Expression of MAGEs in normal tissues and cancer. A, human and mouse MAGE expression during different life stages is indicated. Starting with the top part of the outer circle, the expression of MAGEs is depicted during spermatogenesis, in ES cells, in an embryo, and finally in adults. B, the heatmap displays the percentage of various tumors that express each type I MAGE. The results are based upon data generated by the TCGA Research Network (RRID:SCR_003193).

Figure 3.

General structure of the MHD and biochemical function of MAGE proteins. A, schematic structure of human and mouse MAGE proteins. The MHD for each MAGE is indicated by a solid colored box, and the size corresponding to 100 amino acids (aa) is shown. The crystal structure of the double winged-helix motif of the MHD of MAGE-A3 (Protein Data Bank entry 4V0P) is shown. The N- and C termini are indicated, and the two WH motifs (WH-A and WH-B) are represented in red and blue, respectively. B, MAGEs bind to and regulate E3 ligases, receptors, transcription factors, and RNA (as an RNA-binding protein) to exert diverse molecular functions (General characteristics of MAGE proteins).

Figure 4.

MAGE-A3/6 and -C2 are cell type–specific regulators of TRIM28 that confer stress resistance to male germline and cancer. A, MAGE-A3/6 and -C2 act as specific regulators of TRIM28 function in transcriptional regulation, apoptosis, autophagy, and cell metabolism (MAGE-A3/6 and MAGE-C2 are cancer cell-specific regulators of TRIM28). B, after genotoxic or nutritional stress, recovery of spermatogenesis in Mage-a KO mice is compromised compared with WT mice. C, MAGE-A3/6 and -C2 promote cancer growth and enable therapy resistance, likely by protecting cells against diverse stressors they encounter during tumorigenesis and treatment.

Figure 5.

MAGE-A11 and -B2 affect transcription and translation, respectively. A, by binding to the E3 ligase HUWE1, MAGE-A11 specifies PCF11 for ubiquitination, which displaces CFIm25 from the mRNA 3′-end processing complex. The subsequent remodeling of the complex leads to 3′-UTR shortening, which leads to increased levels of oncogenes through loss of miRNA repression. Additionally, down-regulation of ceRNAs inhibits tumor suppressors. Thus, MAGE-A11 function in APA contributes to tumorigenesis. B, MAGE-B2 binds to the G3BP mRNA transcript to repress its translation and decrease G3BP protein concentration. As a result, MAGE-B2/-b4 inhibit stress granule formation and promote cellular stress tolerance, giving a growth advantage to cancer cells and heat tolerance to male germ cells.
..........
## What is needed
Answer these questions from the figure legends on MAGE proteins:
(a) Which organization generated the data behind the heatmap of tumors expressing type I MAGEs?
(b) What is the Protein Data Bank entry for the crystal structure of the MAGE-A3 MHD?
(c) To which E3 ligase does MAGE-A11 bind?
The lines after the figure legends are separate material, not part of them.
..........
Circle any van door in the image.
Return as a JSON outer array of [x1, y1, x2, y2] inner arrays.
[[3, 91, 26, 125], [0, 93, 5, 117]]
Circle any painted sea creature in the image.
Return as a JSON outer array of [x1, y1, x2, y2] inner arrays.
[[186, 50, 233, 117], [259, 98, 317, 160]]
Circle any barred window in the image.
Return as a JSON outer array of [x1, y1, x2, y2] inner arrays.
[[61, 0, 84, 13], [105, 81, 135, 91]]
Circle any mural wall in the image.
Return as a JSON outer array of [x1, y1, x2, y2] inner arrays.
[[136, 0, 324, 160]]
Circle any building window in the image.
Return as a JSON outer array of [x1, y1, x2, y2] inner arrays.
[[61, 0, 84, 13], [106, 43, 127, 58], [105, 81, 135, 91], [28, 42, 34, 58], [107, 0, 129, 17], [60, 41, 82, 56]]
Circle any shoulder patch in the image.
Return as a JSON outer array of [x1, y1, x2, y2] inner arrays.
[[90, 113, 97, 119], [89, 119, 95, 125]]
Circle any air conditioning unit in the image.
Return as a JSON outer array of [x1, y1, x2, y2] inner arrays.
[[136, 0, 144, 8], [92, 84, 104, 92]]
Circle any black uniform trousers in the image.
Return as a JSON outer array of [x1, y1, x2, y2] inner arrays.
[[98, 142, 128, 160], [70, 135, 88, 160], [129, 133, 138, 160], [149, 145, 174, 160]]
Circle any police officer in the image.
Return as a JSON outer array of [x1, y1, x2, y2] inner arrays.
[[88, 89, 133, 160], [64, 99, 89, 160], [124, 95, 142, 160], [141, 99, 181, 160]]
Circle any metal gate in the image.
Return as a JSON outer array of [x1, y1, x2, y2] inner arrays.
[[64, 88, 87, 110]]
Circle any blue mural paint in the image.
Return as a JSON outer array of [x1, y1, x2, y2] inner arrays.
..........
## Solution below
(a) The TCGA Research Network
(b) 4V0P
(c) HUWE1